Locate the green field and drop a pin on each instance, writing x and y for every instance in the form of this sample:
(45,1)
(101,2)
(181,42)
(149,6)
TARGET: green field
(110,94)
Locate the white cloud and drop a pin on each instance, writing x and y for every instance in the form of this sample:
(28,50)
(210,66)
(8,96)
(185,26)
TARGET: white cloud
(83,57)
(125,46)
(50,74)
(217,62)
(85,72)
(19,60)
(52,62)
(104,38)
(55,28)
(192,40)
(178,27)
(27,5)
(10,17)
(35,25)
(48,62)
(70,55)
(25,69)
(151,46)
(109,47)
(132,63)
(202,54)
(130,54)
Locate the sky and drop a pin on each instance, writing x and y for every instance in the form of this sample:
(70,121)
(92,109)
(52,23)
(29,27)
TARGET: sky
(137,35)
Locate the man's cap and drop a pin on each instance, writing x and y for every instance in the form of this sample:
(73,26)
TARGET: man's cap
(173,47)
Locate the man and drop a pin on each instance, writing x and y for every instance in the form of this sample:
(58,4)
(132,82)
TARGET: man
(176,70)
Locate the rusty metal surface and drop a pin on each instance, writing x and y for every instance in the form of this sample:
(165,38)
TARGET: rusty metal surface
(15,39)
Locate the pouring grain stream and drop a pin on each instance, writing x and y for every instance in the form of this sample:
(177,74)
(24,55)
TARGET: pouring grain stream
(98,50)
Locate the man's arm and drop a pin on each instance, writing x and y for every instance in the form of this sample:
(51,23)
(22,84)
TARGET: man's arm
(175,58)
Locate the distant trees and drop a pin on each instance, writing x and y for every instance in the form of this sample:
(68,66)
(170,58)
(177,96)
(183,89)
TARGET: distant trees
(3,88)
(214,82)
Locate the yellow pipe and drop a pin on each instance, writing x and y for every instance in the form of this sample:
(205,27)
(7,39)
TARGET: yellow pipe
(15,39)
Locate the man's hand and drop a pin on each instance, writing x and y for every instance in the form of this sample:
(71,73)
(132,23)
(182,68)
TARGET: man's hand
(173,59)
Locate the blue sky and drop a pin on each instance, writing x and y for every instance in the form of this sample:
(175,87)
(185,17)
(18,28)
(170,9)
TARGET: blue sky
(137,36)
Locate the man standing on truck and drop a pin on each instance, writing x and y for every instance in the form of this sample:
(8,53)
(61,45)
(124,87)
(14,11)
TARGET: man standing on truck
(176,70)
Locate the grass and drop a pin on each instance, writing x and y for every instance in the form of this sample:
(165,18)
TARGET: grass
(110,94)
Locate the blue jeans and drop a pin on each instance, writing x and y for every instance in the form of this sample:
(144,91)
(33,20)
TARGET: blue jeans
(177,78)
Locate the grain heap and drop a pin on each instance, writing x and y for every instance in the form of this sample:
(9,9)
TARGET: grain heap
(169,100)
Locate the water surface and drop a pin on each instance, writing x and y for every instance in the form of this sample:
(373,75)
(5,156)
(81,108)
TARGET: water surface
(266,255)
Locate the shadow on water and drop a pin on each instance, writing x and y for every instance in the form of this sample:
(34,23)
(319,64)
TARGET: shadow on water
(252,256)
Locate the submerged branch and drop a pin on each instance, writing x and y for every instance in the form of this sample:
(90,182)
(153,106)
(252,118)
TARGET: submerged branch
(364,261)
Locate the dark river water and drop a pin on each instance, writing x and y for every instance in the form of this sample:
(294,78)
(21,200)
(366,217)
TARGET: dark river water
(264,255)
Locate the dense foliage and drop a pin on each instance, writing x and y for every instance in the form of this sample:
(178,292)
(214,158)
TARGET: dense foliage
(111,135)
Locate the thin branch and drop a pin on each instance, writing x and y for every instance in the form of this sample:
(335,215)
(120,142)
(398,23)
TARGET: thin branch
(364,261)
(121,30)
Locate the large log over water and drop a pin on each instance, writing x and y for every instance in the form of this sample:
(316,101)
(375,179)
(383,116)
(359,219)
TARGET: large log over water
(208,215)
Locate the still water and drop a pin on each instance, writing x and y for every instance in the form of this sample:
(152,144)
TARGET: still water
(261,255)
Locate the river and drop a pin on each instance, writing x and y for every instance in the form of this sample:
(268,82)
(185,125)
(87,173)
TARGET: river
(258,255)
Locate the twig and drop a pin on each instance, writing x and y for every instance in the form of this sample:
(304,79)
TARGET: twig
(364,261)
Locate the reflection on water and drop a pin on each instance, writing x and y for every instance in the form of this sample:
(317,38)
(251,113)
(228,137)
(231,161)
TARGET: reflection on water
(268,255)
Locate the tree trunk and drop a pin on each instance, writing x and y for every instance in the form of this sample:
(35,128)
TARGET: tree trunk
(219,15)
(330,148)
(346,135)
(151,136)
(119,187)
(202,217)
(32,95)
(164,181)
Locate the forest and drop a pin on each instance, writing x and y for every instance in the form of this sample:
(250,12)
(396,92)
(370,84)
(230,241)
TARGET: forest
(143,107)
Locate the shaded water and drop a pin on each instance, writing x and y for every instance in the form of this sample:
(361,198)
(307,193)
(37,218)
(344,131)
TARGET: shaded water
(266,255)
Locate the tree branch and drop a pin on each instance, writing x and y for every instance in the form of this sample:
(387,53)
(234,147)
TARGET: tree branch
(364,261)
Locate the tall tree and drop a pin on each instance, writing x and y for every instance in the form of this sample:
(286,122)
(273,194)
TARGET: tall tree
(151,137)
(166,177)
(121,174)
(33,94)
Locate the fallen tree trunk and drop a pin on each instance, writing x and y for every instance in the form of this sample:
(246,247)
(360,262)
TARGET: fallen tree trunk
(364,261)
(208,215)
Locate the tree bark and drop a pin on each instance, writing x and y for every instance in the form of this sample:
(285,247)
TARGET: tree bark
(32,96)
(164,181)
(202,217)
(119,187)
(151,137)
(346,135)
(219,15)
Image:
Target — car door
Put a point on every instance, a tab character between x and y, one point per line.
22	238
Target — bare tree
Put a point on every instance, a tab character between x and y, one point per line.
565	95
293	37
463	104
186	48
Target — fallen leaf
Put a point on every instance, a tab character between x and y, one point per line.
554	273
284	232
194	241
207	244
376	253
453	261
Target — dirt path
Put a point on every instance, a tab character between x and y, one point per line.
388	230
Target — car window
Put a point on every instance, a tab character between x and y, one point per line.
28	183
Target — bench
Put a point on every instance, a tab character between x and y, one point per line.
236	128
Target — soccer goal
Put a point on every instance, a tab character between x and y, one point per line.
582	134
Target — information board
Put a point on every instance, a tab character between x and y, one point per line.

» **Your instructions**: Here, the records must be output exactly and in full.

» **Complete output**:
Locate the green field and drop a pin on each instance, writing x and y for every instance in the form of this sample:
(45,1)
(101,2)
(181,42)
(149,6)
TARGET: green field
(110,94)
Locate the white cloud and drop a pin on each instance, writing x and y for every instance in the form of this sample:
(28,50)
(210,66)
(8,96)
(185,26)
TARGET: white cloud
(83,57)
(125,46)
(50,74)
(217,62)
(85,72)
(19,60)
(52,62)
(104,38)
(55,28)
(192,40)
(178,27)
(27,5)
(10,17)
(35,25)
(48,62)
(70,55)
(25,69)
(151,46)
(109,47)
(132,63)
(202,54)
(130,54)
Locate the sky and drop a pin on each instance, writing x and y for every instance in the form of this sample:
(70,121)
(92,109)
(52,23)
(29,27)
TARGET: sky
(137,35)
Locate the man's cap and drop a pin on each instance, writing x and y for every instance in the form of this sample:
(73,26)
TARGET: man's cap
(173,47)
Locate the man and drop a pin on each instance, writing x and y for every instance in the form of this sample:
(58,4)
(132,82)
TARGET: man
(176,70)
Locate the rusty metal surface and drop a pin on each instance, writing x and y for every instance in the form of this sample:
(165,38)
TARGET: rusty metal surface
(15,39)
Locate the pouring grain stream and drop a pin on each instance, writing x and y for every instance in the form of this sample:
(177,74)
(24,55)
TARGET: pouring grain stream
(98,50)
Locate the man's arm and drop a pin on each instance, writing x and y for every instance in the form of this sample:
(51,23)
(22,84)
TARGET: man's arm
(175,58)
Locate the distant trees and drop a pin on each instance, writing x and y for every instance in the form of this sample:
(68,66)
(170,58)
(177,96)
(183,89)
TARGET: distant trees
(3,88)
(214,82)
Locate the yellow pipe and drop a pin on each instance, writing x and y for every instance in the form of this sample:
(205,27)
(7,39)
TARGET: yellow pipe
(15,39)
Locate the man's hand and drop a pin on each instance, writing x and y for every instance in the form of this sample:
(71,73)
(132,23)
(182,68)
TARGET: man's hand
(173,59)
Locate the blue sky and drop a pin on each instance, writing x and y for every instance in the form of this sample:
(175,87)
(185,17)
(18,28)
(170,9)
TARGET: blue sky
(137,36)
Locate the man standing on truck and drop a pin on each instance, writing x and y for every instance in the form of this sample:
(8,53)
(61,45)
(124,87)
(14,11)
TARGET: man standing on truck
(176,70)
Locate the grass and drop a pin on each instance, writing x and y for every instance in the form of this sample:
(165,18)
TARGET: grass
(110,94)
Locate the blue jeans and drop a pin on each instance, writing x and y for every instance in the form of this sample:
(144,91)
(33,20)
TARGET: blue jeans
(177,78)
Locate the grain heap and drop a pin on each instance, writing x and y for every instance in the form of this sample:
(9,9)
TARGET: grain heap
(169,100)
Locate the water surface and drop a pin on each instance, writing x and y for every instance in the form of this sample:
(373,75)
(5,156)
(81,108)
TARGET: water surface
(266,255)
Locate the shadow on water and drop a pin on each instance, writing x and y for every instance in the form of this sample:
(34,23)
(319,64)
TARGET: shadow on water
(252,256)
Locate the submerged branch and drop a pin on each instance, writing x and y for every instance in the form of this sample:
(90,182)
(153,106)
(252,118)
TARGET: submerged branch
(364,261)
Locate the dark river water and drop a pin on each instance, writing x and y for every instance in the form of this sample:
(294,78)
(21,200)
(366,217)
TARGET: dark river water
(264,255)
Locate the dense foliage and drop a pin on each instance, writing x and y for every instance in the form of this sample:
(178,292)
(214,158)
TARGET: dense foliage
(111,135)
Locate the thin branch and drop a pin on each instance, writing x and y for every instance in the form of this sample:
(335,215)
(120,142)
(398,23)
TARGET: thin branch
(364,261)
(121,30)
Locate the large log over water and drop a pin on each instance, writing x and y for every instance in the form of this sample:
(316,101)
(375,179)
(383,116)
(359,219)
TARGET: large log over water
(208,215)
Locate the still water and drop a pin on each instance, writing x and y for every instance in the form of this sample:
(152,144)
TARGET: still water
(261,255)
Locate the river and drop a pin on each instance, writing x and y for every instance in the form of this sample:
(268,82)
(185,125)
(87,173)
TARGET: river
(258,255)
Locate the twig and drop a pin on each instance, writing x and y for every instance in the form of this sample:
(304,79)
TARGET: twig
(364,261)
Locate the reflection on water and drop a pin on each instance, writing x and y for every instance in the form of this sample:
(317,38)
(251,113)
(228,137)
(231,161)
TARGET: reflection on water
(268,255)
Locate the tree trunk and drop a pin on each instance, writing x and y for every instance in the form of this sample:
(35,128)
TARGET: tree trunk
(219,15)
(330,148)
(346,135)
(151,136)
(119,187)
(202,217)
(32,95)
(164,181)
Locate the forest and drop a pin on each instance, writing x and y for every instance in the form of this sample:
(250,12)
(396,92)
(370,84)
(230,241)
TARGET: forest
(143,107)
Locate the shaded water and drop a pin on each instance, writing x and y for every instance in the form of this sample:
(361,198)
(307,193)
(37,218)
(344,131)
TARGET: shaded water
(266,255)
Locate the tree branch and drop a pin on each instance, writing x and y for every instance in the form of this sample:
(387,53)
(234,147)
TARGET: tree branch
(364,261)
Locate the tall tree and drop a pin on each instance, writing x and y for every instance in the form of this sample:
(286,122)
(273,194)
TARGET: tall tree
(151,137)
(166,177)
(121,174)
(33,94)
Locate the fallen tree trunk and drop a pin on each instance, writing x and y for every instance in the form of this sample:
(246,247)
(360,262)
TARGET: fallen tree trunk
(364,261)
(208,215)
Locate the tree bark and drop a pin on each instance, writing x and y for every instance in the form of this sample:
(285,247)
TARGET: tree bark
(32,96)
(164,181)
(202,217)
(119,187)
(151,137)
(346,135)
(219,15)
Image:
Target — car door
Put a point on every instance, a tab character between x and y, one point per line.
22	238
Target — bare tree
Put a point on every instance, a tab character between x and y, one point per line.
565	95
293	37
463	104
186	48
Target — fallen leaf
Put a point on every instance, a tab character between x and y, one point per line.
554	273
284	232
194	241
207	244
376	253
453	261
Target — dirt path
Put a point on every instance, a tab character between x and y, one point per line.
388	230
Target — car window
Put a point on every instance, a tab character between x and y, one point per line.
28	183
Target — bench
Put a point on every instance, a tab character between x and y, one point per line.
236	128
Target — soccer goal
Put a point on every instance, a tab character between x and y, one point per line.
582	134
Target — information board
Put a point on every instance, a tab character between x and y, one point per line.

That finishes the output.